[Einträge aus einer Datenquelle]
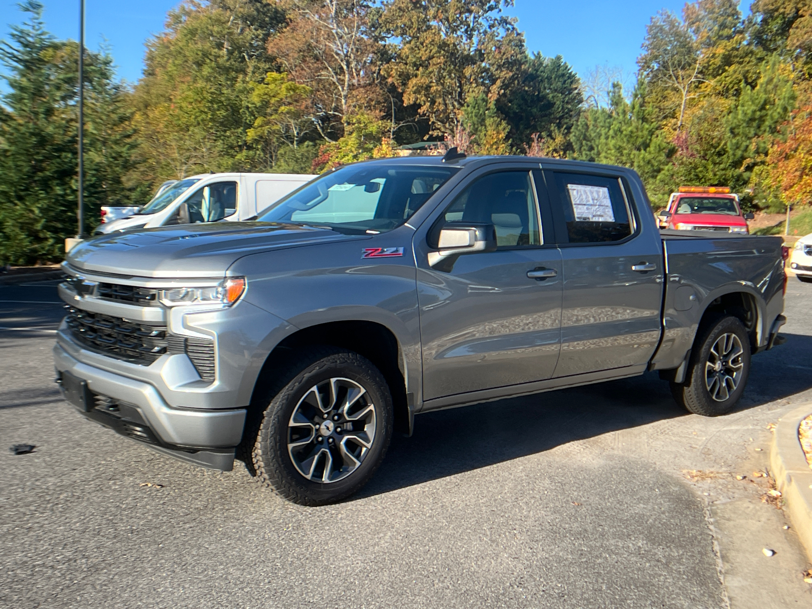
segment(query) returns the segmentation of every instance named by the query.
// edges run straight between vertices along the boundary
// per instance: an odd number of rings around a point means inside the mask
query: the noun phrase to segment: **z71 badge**
[[[394,258],[403,255],[403,248],[364,248],[361,251],[362,258]]]

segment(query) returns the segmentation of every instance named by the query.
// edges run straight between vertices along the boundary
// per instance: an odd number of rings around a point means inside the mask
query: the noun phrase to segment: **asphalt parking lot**
[[[788,341],[730,415],[685,413],[653,374],[427,414],[315,508],[83,419],[52,381],[58,300],[0,287],[0,606],[812,606],[753,475],[767,425],[812,401],[812,285],[790,279]]]

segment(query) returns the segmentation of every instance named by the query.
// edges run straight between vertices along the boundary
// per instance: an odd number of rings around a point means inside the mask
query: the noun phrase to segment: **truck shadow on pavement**
[[[754,358],[747,389],[734,412],[812,388],[812,364],[806,365],[812,362],[812,336],[784,335],[786,344]],[[657,373],[427,412],[415,417],[411,438],[393,438],[380,469],[349,500],[687,416]]]

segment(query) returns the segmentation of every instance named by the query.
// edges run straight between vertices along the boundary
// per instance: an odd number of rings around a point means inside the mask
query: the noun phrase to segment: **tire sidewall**
[[[742,353],[743,365],[741,378],[739,381],[738,386],[726,400],[718,402],[710,397],[710,392],[708,391],[706,384],[706,364],[710,354],[710,348],[719,336],[724,334],[735,334],[741,341],[741,348],[744,350]],[[749,337],[747,335],[747,330],[745,330],[745,326],[737,317],[732,316],[723,317],[717,319],[706,330],[702,345],[702,349],[697,355],[697,359],[694,361],[693,366],[692,367],[692,378],[689,384],[693,386],[692,389],[693,390],[695,397],[702,402],[706,410],[715,415],[726,414],[733,409],[741,398],[741,395],[744,393],[745,387],[747,385],[747,380],[749,378],[751,355]]]
[[[287,451],[288,422],[299,401],[314,385],[332,378],[348,378],[360,384],[368,392],[375,405],[375,437],[361,465],[349,476],[335,482],[314,482],[308,480],[293,465]],[[352,352],[339,352],[319,359],[298,374],[271,400],[265,414],[258,441],[266,447],[268,456],[274,461],[277,476],[272,486],[281,485],[292,490],[295,499],[303,503],[322,504],[347,497],[360,489],[382,460],[392,434],[392,402],[383,376],[368,360]],[[262,437],[265,436],[265,437]]]

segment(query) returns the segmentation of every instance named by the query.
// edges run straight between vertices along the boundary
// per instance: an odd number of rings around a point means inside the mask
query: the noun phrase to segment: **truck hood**
[[[165,279],[223,277],[238,258],[311,244],[368,239],[326,228],[217,222],[118,232],[84,241],[65,257],[77,270]]]
[[[676,226],[677,222],[706,227],[747,226],[747,221],[741,216],[731,216],[727,214],[675,214],[671,218],[671,223]]]

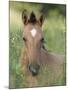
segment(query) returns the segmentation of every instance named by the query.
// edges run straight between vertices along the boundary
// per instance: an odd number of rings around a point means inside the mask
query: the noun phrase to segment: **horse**
[[[33,11],[30,16],[26,10],[22,13],[25,46],[20,64],[26,87],[65,85],[65,55],[49,52],[44,46],[44,20],[43,14],[37,19]]]

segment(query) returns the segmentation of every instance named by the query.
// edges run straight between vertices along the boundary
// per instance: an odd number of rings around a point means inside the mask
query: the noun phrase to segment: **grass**
[[[20,14],[20,15],[19,15]],[[10,10],[10,39],[9,39],[9,71],[10,71],[10,88],[21,88],[26,87],[25,76],[20,70],[19,58],[21,55],[21,49],[24,47],[22,40],[23,26],[21,21],[21,13]],[[49,16],[43,25],[44,38],[46,40],[45,46],[51,52],[58,54],[65,54],[65,18],[62,15]],[[46,75],[50,75],[49,72]],[[44,80],[43,76],[43,80]],[[50,76],[48,76],[50,77]],[[46,79],[47,80],[47,79]],[[40,78],[39,78],[40,81]],[[60,82],[61,81],[61,82]],[[58,85],[63,85],[64,79],[58,80]],[[49,81],[50,82],[50,81]],[[48,85],[47,82],[43,81],[44,84]],[[39,86],[44,86],[43,83],[39,83]],[[55,83],[55,85],[57,82]]]

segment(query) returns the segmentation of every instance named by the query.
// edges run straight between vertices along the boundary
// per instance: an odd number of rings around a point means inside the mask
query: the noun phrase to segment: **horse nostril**
[[[30,70],[30,72],[32,73],[33,76],[38,74],[39,68],[40,68],[39,65],[32,65],[32,64],[29,65],[29,70]]]

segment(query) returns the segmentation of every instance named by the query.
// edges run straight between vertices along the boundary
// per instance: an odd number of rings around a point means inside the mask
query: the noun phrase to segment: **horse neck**
[[[41,50],[41,63],[42,64],[49,64],[49,65],[57,65],[57,64],[63,64],[64,63],[64,55],[58,55],[51,53],[47,50],[42,49]]]

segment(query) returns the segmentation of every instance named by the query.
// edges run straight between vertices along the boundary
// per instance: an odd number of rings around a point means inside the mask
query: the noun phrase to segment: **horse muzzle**
[[[32,65],[32,64],[29,65],[29,70],[32,73],[32,76],[36,76],[39,73],[39,68],[40,68],[39,65]]]

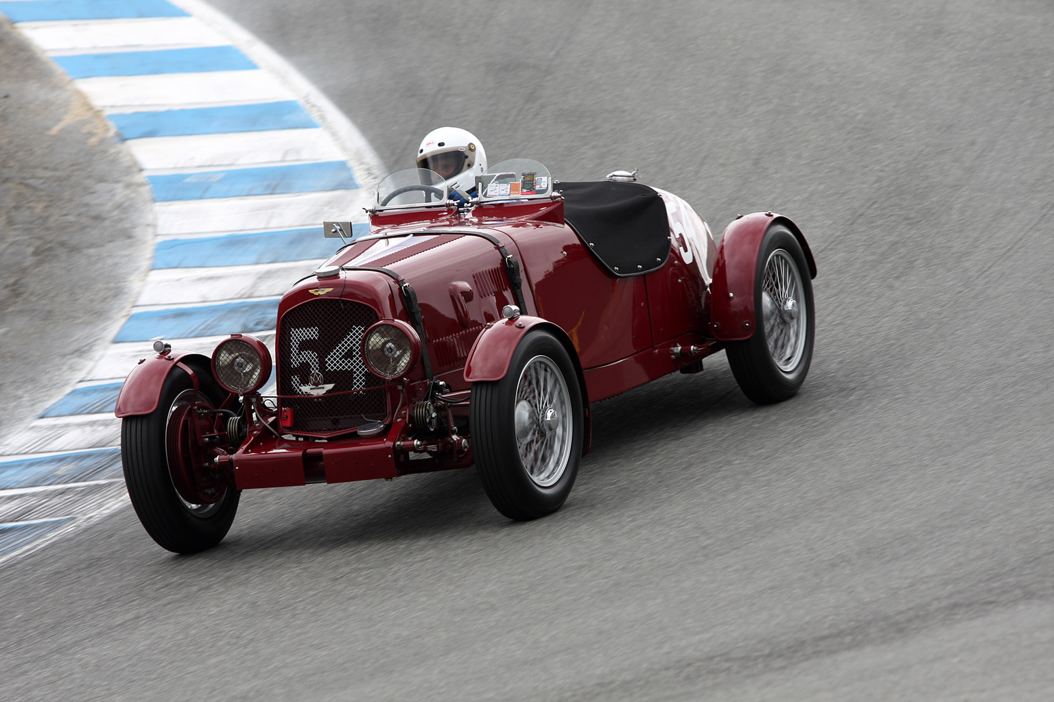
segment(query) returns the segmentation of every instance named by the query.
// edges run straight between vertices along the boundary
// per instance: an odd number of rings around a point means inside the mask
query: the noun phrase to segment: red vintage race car
[[[755,402],[804,380],[816,264],[786,217],[739,217],[715,246],[684,200],[632,174],[560,182],[528,159],[476,193],[450,199],[421,168],[380,182],[369,234],[281,299],[274,396],[259,394],[258,339],[232,335],[212,358],[155,343],[116,414],[158,544],[215,545],[242,489],[473,464],[499,512],[538,518],[571,490],[590,403],[721,349]]]

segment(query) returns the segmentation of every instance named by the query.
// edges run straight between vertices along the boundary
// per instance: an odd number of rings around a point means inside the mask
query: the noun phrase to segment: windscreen
[[[378,207],[410,207],[446,200],[446,181],[428,168],[396,171],[377,185]]]

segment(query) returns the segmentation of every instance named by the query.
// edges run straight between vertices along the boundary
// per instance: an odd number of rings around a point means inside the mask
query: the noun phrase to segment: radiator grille
[[[385,381],[369,372],[359,353],[363,333],[376,321],[372,307],[339,299],[311,300],[281,318],[278,394],[281,405],[293,409],[294,432],[339,432],[384,421]],[[325,392],[315,396],[312,389]]]

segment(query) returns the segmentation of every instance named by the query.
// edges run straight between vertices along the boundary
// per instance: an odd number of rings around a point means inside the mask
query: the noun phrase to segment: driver
[[[487,169],[487,153],[471,132],[441,126],[422,140],[417,167],[440,174],[451,197],[467,201],[475,195],[475,177]]]

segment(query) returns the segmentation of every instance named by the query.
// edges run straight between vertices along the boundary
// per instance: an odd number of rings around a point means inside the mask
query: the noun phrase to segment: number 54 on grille
[[[553,180],[513,159],[449,198],[412,168],[377,187],[368,234],[286,293],[271,352],[155,343],[116,414],[136,514],[164,548],[227,534],[243,489],[475,466],[500,513],[559,509],[590,443],[589,405],[724,350],[759,403],[813,355],[816,263],[772,212],[715,245],[681,198],[616,172]],[[526,186],[525,186],[526,184]]]

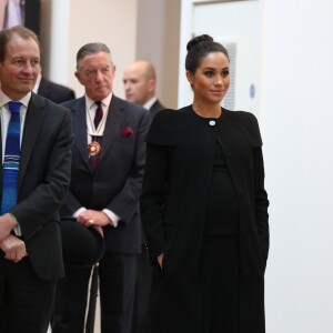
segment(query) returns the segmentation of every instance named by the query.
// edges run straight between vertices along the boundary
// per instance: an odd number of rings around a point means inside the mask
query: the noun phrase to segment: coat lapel
[[[85,100],[81,98],[77,103],[71,108],[72,109],[72,127],[73,132],[75,133],[75,148],[89,168],[89,158],[88,158],[88,140],[87,140],[87,113],[85,113]]]
[[[33,153],[33,147],[36,140],[40,133],[40,129],[44,119],[44,100],[38,98],[36,94],[31,94],[31,99],[28,105],[24,130],[21,145],[21,158],[20,158],[20,171],[19,171],[19,184],[22,183],[24,179],[26,171]]]
[[[108,119],[105,123],[103,144],[101,150],[100,162],[105,157],[105,153],[111,149],[113,142],[115,142],[117,135],[120,135],[120,128],[124,120],[123,105],[121,100],[112,95],[112,100],[109,107]],[[98,168],[98,167],[97,167]]]

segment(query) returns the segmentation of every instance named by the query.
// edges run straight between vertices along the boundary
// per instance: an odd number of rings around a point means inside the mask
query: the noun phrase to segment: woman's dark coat
[[[148,135],[141,214],[154,264],[150,333],[203,333],[200,255],[216,140],[240,206],[239,333],[263,333],[268,195],[255,117],[223,109],[219,131],[191,107],[161,111]],[[225,124],[225,123],[224,123]],[[163,270],[157,256],[164,253]]]

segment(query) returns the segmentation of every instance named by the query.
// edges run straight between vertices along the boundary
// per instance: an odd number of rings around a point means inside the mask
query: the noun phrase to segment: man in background
[[[63,103],[72,113],[74,145],[70,191],[61,215],[102,231],[101,332],[130,333],[150,117],[142,107],[112,93],[114,72],[105,44],[89,43],[78,51],[75,77],[85,94]],[[65,266],[65,278],[57,287],[52,333],[83,332],[90,273],[91,268]]]
[[[129,64],[123,73],[123,84],[127,100],[149,110],[152,119],[160,110],[164,109],[155,95],[157,74],[154,67],[149,61],[138,60]],[[142,253],[138,261],[132,333],[148,332],[151,275],[152,268],[143,236]]]
[[[70,183],[70,112],[32,92],[40,46],[0,31],[0,333],[46,333],[63,276],[59,208]]]
[[[33,92],[57,104],[75,99],[75,93],[72,89],[54,83],[42,74],[38,77]]]
[[[123,73],[123,84],[127,100],[149,110],[152,119],[164,109],[155,95],[157,74],[149,61],[138,60],[129,64]]]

* Hinweise zur Aufgabe: Wähle aus den Datensätzen oben jede Zeile aus, in der das Wort „grille“ vorkommt, und schreibe diese Zeilen unverändert ab.

* Lösung der Übung:
query: the noun phrase to segment: radiator grille
query: the noun phrase to segment: number 54 on grille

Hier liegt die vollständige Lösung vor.